• **TASK**
Rewrite all of the material below, replacing "pixel coordinates" with "image coordinates" and leaving everything else unchanged.

• **MATERIAL FOR THE TASK**
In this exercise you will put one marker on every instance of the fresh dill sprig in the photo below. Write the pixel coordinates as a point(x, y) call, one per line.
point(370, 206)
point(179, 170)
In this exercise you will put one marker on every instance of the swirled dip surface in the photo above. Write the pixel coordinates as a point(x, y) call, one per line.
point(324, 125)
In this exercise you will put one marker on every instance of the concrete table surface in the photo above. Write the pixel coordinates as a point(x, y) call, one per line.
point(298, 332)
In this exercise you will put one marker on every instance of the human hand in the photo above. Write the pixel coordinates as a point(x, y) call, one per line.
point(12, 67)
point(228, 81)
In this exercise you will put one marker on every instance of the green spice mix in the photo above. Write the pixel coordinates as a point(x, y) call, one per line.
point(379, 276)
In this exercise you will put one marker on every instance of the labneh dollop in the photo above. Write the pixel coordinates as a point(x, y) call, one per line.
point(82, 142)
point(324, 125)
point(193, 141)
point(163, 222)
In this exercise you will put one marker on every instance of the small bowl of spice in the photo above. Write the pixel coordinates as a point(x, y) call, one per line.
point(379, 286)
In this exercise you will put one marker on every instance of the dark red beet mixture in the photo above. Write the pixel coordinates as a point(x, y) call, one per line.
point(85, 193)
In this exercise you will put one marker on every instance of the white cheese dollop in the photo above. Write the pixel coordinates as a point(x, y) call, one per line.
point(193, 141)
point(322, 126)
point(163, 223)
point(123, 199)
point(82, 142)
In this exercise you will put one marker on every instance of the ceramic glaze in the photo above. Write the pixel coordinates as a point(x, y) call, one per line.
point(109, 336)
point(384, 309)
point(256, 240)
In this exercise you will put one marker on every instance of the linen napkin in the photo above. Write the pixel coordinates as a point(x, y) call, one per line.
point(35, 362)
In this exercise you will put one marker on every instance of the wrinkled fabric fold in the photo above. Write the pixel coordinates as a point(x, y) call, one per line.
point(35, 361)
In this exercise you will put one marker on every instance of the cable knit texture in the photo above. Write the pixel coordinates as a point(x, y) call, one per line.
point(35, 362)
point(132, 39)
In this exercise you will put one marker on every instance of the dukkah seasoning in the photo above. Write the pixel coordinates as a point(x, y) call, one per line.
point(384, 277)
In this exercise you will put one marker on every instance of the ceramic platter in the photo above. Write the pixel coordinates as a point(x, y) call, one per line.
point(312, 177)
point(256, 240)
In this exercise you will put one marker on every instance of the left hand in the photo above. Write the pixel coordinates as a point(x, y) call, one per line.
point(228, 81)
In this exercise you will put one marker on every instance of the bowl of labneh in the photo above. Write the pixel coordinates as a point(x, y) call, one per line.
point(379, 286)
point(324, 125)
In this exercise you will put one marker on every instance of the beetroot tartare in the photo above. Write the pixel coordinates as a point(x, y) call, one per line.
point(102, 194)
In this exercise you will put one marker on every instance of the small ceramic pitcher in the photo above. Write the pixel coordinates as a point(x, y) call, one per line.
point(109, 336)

• **TASK RESULT**
In this exercise you will put one marker on every instance of the fresh dill sprig in the photo below. Write the image coordinates as a point(x, y) call, one per line.
point(370, 206)
point(179, 170)
In this exercise you will put one marker on every instance of the swirled dip surface in the photo above. Write the image coordinates as a point(x, y) call, one per line.
point(324, 125)
In this exercise you will put one marker on every instance of the concrete table surface in the photo above. Write the image coordinates as a point(x, y) call, one per line.
point(298, 332)
In this exercise you will put one marker on every instance of the human hand in the photo above. Write the image coordinates as a point(x, y) call, one per line.
point(12, 67)
point(228, 81)
In this exercise you will put one marker on every instance of the green spice mix in the photo above. Write the image coordinates as a point(x, y) call, one per line.
point(379, 276)
In this exercise you will put one marker on every instance of the labneh dollop in the photo above. Write the image coordinates as a point(x, y) call, one per line.
point(82, 142)
point(324, 125)
point(193, 141)
point(163, 222)
In this exercise you will put one marker on every instance of the small bowl of spice in the photo above. Write the image coordinates as a point(x, y) call, one per line.
point(379, 286)
In this exercise you will put one marker on every instance of the dark red beet mixture in the photo above. Write the image coordinates as a point(x, y) call, one per line.
point(85, 193)
In this exercise you will put one marker on every instance of the white cheese dollop in the photo above. Write the image coordinates as a point(x, y) call, one per line.
point(193, 141)
point(322, 126)
point(163, 223)
point(123, 199)
point(82, 142)
In this exercise you will put one marker on every instance of the ceramic glaze in the photo above. Write the image coordinates as a point(x, y) call, one per line.
point(109, 336)
point(384, 309)
point(256, 240)
In this exercise you will put one marker on every instance of the linen napkin in the photo above. Write the image coordinates as a point(x, y) call, one per line.
point(35, 362)
In this exercise you will put one marker on every instance of the wrinkled fabric fold in the photo above. Write the image coordinates as a point(x, y) call, one per line.
point(35, 361)
In this exercise you will put one marker on every instance of the cable knit texture in the photo above. Write the image coordinates as a point(x, y) call, one per line.
point(35, 362)
point(132, 39)
In this exercise you will put one marker on every instance of the dukkah seasoning in the photo above. Write the image coordinates as a point(x, y) call, one per line.
point(384, 277)
In this exercise you will put one marker on every instance of the ceramic platter in the photo above. Write the image coordinates as a point(x, y) call, one per line.
point(312, 177)
point(256, 240)
In this exercise you will put one marker on every instance of the left hand in the photo above. Write the image coordinates as a point(x, y) call, one per line.
point(228, 81)
In this exercise you will put one marker on every instance of the bowl of labneh in the photo above. Write the image coordinates as a point(x, y) call, one per line.
point(379, 286)
point(324, 125)
In this exercise you will put one marker on every instance of the beetroot tartare in the photo above. Write the image coordinates as a point(x, y) call, one per line.
point(102, 194)
In this exercise you will put one marker on every instance of the small ceramic pitcher in the photo above. Write the image coordinates as a point(x, y) call, one per line.
point(109, 336)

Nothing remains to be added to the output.